■ SET EXERCISE ■
Output the lines of the records below as a JSON list of strings, one string per line, with blank lines left out. Begin at the line that has "Locate the tall" and stop after the last line of the records.

Records of labeled points:
== == ==

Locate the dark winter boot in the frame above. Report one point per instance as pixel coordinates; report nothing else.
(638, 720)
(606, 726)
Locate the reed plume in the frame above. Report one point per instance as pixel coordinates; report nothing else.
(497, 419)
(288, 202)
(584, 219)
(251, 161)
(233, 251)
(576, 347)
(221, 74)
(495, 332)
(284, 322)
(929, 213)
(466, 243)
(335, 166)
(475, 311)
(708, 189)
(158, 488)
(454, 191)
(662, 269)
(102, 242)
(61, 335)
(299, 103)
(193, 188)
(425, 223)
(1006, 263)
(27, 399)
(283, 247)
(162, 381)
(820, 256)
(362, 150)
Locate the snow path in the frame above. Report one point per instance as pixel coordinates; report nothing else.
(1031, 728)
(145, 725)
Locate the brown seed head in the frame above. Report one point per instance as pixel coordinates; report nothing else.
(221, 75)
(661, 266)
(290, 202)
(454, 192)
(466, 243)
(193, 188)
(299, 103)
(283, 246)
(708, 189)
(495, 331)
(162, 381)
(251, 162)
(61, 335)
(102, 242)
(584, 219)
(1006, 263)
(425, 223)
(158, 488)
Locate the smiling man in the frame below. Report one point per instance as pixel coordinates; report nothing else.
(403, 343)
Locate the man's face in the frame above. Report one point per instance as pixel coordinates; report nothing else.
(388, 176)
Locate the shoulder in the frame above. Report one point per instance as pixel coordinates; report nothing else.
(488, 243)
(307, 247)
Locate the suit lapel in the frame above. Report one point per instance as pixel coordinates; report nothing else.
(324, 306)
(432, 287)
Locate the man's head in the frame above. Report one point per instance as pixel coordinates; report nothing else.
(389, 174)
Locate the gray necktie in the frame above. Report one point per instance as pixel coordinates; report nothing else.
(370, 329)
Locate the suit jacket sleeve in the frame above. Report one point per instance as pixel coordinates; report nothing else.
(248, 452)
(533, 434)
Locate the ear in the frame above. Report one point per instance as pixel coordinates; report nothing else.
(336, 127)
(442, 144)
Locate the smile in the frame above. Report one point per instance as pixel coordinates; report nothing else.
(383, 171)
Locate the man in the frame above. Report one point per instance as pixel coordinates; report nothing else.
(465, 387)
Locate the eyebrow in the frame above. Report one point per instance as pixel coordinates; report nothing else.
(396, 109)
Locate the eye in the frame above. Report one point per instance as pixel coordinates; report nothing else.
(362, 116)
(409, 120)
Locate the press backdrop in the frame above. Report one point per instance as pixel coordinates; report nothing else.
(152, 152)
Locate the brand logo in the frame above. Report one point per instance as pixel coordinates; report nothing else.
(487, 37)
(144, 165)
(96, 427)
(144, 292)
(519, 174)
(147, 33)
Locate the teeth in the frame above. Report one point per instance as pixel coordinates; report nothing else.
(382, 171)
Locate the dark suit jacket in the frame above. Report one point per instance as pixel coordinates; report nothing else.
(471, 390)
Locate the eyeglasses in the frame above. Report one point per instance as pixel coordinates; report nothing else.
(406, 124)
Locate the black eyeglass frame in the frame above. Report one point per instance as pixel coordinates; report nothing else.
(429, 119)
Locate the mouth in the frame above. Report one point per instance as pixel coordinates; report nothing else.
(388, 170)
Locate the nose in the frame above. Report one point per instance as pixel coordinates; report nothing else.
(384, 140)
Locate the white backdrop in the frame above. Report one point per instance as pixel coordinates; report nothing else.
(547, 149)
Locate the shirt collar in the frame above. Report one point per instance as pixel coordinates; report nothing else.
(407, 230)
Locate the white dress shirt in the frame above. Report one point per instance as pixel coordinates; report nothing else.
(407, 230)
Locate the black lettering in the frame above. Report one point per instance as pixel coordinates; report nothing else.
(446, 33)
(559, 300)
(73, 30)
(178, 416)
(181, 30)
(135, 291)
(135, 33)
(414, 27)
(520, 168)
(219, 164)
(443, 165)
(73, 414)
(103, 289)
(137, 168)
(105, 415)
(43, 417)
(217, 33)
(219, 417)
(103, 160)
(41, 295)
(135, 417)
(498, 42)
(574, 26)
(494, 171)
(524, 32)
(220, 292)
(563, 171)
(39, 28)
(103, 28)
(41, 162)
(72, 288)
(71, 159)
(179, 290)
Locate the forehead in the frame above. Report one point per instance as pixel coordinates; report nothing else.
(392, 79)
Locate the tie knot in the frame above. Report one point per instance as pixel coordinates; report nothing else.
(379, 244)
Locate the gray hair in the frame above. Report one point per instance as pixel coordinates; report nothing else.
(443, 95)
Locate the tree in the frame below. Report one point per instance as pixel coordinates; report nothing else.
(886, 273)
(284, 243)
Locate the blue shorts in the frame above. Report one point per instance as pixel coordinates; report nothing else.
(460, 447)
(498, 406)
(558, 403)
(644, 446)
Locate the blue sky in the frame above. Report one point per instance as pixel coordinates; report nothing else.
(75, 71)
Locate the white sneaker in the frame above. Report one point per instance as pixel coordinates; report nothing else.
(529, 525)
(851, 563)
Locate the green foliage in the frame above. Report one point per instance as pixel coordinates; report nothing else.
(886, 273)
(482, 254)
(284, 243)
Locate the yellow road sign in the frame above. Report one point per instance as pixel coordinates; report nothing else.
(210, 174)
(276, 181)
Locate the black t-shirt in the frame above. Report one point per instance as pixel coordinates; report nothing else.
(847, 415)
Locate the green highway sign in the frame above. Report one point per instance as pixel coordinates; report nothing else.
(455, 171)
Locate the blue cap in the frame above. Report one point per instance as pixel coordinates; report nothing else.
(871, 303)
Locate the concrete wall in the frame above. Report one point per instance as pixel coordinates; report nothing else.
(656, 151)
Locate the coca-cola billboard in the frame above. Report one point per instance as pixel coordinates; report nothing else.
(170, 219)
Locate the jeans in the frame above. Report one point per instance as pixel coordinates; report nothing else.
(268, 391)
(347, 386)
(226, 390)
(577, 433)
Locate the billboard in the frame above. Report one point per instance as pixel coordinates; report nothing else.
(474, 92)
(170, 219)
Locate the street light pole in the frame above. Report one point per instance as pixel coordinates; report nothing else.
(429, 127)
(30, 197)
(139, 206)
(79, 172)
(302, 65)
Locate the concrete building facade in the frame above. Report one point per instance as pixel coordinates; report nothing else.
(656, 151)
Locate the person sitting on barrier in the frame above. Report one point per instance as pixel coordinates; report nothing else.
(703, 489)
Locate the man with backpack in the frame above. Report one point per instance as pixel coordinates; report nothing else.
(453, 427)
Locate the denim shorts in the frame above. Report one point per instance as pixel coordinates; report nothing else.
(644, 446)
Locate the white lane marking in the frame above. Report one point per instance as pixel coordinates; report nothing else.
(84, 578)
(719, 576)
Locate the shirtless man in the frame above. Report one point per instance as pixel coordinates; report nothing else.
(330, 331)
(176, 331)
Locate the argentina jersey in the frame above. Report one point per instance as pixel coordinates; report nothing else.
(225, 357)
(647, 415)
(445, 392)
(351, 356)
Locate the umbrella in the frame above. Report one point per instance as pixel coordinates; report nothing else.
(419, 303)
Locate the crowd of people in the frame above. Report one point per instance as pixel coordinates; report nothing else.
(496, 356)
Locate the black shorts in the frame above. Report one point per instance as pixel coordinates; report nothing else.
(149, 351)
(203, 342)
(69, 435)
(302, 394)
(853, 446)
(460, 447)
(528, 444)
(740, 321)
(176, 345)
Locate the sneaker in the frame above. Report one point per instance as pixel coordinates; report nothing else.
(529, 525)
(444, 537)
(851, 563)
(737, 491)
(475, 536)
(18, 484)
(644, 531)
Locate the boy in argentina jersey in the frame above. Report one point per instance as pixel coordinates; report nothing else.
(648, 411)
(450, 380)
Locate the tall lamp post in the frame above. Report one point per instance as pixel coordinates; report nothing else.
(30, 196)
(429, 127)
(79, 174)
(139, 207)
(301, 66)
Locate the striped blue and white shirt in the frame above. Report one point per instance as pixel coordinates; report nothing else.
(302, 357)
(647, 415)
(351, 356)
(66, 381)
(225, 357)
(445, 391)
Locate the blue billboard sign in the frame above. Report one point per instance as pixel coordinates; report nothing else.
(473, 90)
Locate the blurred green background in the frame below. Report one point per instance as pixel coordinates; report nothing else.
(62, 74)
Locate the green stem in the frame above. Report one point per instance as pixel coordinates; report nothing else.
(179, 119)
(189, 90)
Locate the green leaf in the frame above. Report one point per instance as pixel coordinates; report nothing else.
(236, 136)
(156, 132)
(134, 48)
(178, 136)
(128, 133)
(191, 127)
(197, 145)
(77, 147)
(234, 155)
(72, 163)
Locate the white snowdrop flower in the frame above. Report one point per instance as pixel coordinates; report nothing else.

== == ==

■ EXERCISE RESULT ■
[
  "Locate the tall lamp post in the frame above. Report one point per instance as pixel coordinates; report nothing else.",
  "(30, 196)",
  "(429, 127)",
  "(79, 174)",
  "(139, 207)",
  "(301, 66)",
  "Locate the striped blue and white shirt in the frame above. Report one point per instance as pixel coordinates; report nothing else.",
  "(302, 357)",
  "(647, 415)",
  "(351, 356)",
  "(66, 381)",
  "(225, 357)",
  "(445, 391)",
  "Locate the blue billboard sign in the frame above. Report one point per instance as pixel coordinates; report nothing else.",
  "(473, 90)",
  "Locate the blurred green background in the frame below. Report one point per instance as pixel coordinates; report nothing else.",
  "(62, 74)",
  "Locate the green stem in the frame above. Report one point per instance as pixel coordinates; report nothing else.",
  "(179, 119)",
  "(189, 90)",
  "Locate the green leaf in the frame above. Report one point per instance as pixel coordinates; report nothing else.",
  "(236, 136)",
  "(156, 132)",
  "(134, 48)",
  "(178, 136)",
  "(128, 133)",
  "(191, 127)",
  "(197, 145)",
  "(77, 147)",
  "(234, 155)",
  "(72, 163)",
  "Locate the white snowdrop flower in the frame above. Report one point per instance as pixel coordinates; report nothing else."
]